Giving Compass' Take:

• Mutual aid ideas and practices are happening all over the United States using shared Google docs of contacts, resources, and information on how to help the most vulnerable populations during coronavirus. 

• What are some of the challenges of mutual aid? How can donors help expand the efforts of mutual aid projects? 

• Learn about the People's Bailout fund. 

It’s been replicating like crazy over the past couple of weeks, spreading from person to person, city to city, country to country.

The coronavirus, yes — but also the mutual aid meant to combat it.

By this point, many of you may have seen the Google Docs, Google Forms, and other spreadsheets circulating online with the words “mutual aid” in the title. That’s a fancy way of saying we should all help each other get through this pandemic, giving what we can to neighbors and strangers alike. In these shared documents, thousands of people are jotting down their contact information and offering to do just that.

In just a couple of weeks, such a vast profusion of spreadsheets has sprung up that some organizers have created meta-spreadsheets meant to compile them in one place. One such monster list contains links to more than 140 mutual aid groups spanning many US states, plus additional links for groups in Canada, the United Kingdom, and Germany.

######

## Work task
Reproduce the complete mutual aid text word for word. The rows that follow play no part in this exercise.

######

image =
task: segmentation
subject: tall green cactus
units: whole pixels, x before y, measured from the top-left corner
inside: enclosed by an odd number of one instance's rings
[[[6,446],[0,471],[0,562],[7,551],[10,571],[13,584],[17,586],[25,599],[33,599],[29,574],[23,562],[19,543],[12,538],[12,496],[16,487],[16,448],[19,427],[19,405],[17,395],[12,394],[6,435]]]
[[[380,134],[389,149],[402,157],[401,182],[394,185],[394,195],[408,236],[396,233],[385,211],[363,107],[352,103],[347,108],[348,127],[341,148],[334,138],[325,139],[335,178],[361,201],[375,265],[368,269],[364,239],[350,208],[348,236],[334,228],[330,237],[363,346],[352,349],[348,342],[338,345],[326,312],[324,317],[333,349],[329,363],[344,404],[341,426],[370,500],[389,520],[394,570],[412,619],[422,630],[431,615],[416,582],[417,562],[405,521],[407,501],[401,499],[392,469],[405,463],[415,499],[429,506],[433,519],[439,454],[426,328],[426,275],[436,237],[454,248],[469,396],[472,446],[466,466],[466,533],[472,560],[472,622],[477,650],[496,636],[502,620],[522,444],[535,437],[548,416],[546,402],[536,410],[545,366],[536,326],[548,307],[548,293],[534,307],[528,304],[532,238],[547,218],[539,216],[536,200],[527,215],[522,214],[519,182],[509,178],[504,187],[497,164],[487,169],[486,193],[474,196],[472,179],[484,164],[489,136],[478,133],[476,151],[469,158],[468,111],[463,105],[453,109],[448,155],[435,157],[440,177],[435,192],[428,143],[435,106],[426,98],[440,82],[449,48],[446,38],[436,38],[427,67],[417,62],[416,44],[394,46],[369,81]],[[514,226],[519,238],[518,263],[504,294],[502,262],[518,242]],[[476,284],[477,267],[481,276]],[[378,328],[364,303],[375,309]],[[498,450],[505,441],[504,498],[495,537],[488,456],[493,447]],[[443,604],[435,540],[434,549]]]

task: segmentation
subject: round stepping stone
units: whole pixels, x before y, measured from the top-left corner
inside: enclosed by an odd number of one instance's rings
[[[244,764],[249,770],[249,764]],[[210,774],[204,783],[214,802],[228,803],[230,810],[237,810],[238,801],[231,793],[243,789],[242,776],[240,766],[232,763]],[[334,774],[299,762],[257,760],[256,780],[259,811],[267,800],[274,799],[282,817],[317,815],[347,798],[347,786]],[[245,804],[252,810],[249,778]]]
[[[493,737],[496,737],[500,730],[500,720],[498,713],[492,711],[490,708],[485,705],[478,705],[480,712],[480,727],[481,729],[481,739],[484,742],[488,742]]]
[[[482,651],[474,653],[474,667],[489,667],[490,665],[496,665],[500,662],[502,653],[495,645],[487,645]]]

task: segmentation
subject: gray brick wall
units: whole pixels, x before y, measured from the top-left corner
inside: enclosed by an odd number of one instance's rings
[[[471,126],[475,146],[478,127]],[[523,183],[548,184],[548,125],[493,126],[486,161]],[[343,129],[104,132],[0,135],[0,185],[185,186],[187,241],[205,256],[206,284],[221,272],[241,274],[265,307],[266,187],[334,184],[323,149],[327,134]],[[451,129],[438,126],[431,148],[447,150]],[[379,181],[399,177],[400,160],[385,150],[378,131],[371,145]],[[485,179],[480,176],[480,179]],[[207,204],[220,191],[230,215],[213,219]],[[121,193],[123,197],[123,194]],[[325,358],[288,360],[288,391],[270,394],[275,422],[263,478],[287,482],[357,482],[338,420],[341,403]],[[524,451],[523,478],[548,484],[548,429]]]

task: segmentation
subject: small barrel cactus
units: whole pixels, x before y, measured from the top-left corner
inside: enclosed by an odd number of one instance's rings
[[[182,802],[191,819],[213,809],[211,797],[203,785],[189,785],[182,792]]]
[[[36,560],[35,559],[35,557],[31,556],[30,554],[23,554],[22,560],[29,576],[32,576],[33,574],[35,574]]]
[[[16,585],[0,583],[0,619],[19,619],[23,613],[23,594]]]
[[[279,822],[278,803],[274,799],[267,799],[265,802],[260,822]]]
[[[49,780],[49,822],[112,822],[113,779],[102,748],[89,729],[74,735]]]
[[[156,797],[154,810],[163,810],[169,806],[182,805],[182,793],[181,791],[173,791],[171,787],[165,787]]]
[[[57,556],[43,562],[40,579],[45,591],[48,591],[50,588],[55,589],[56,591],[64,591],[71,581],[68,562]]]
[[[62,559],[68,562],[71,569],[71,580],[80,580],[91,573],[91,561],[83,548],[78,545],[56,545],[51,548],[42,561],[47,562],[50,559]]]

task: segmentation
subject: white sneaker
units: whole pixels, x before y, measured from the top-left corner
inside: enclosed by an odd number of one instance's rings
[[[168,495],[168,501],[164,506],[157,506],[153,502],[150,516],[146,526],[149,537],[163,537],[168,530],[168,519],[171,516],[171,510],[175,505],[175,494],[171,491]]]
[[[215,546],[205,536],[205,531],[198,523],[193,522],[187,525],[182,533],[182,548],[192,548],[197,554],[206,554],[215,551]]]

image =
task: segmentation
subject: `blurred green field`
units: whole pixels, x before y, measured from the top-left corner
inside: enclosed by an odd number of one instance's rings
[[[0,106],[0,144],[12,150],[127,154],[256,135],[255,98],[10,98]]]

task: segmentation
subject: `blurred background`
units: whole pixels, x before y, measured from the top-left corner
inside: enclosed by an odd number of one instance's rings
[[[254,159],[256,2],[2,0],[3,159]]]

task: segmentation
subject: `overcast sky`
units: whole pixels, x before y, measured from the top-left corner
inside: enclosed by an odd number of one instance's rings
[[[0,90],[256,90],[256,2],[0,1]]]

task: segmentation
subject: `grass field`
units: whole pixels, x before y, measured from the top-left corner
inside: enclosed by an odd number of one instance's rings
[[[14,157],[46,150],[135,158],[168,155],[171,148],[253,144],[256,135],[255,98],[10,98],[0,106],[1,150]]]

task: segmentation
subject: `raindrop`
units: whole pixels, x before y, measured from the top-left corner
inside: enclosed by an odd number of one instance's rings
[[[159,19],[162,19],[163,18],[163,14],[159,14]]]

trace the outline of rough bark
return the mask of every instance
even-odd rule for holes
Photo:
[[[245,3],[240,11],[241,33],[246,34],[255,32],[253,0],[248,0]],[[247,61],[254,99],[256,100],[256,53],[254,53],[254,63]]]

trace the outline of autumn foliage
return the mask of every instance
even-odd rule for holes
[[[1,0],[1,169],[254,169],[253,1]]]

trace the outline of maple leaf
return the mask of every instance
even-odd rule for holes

######

## Exercise result
Giving Compass' Take:

• Mutual aid ideas and practices are happening all over the United States using shared Google docs of contacts, resources, and information on how to help the most vulnerable populations during coronavirus. 

• What are some of the challenges of mutual aid? How can donors help expand the efforts of mutual aid projects? 

• Learn about the People's Bailout fund. 

It’s been replicating like crazy over the past couple of weeks, spreading from person to person, city to city, country to country.

The coronavirus, yes — but also the mutual aid meant to combat it.

By this point, many of you may have seen the Google Docs, Google Forms, and other spreadsheets circulating online with the words “mutual aid” in the title. That’s a fancy way of saying we should all help each other get through this pandemic, giving what we can to neighbors and strangers alike. In these shared documents, thousands of people are jotting down their contact information and offering to do just that.

In just a couple of weeks, such a vast profusion of spreadsheets has sprung up that some organizers have created meta-spreadsheets meant to compile them in one place. One such monster list contains links to more than 140 mutual aid groups spanning many US states, plus additional links for groups in Canada, the United Kingdom, and Germany.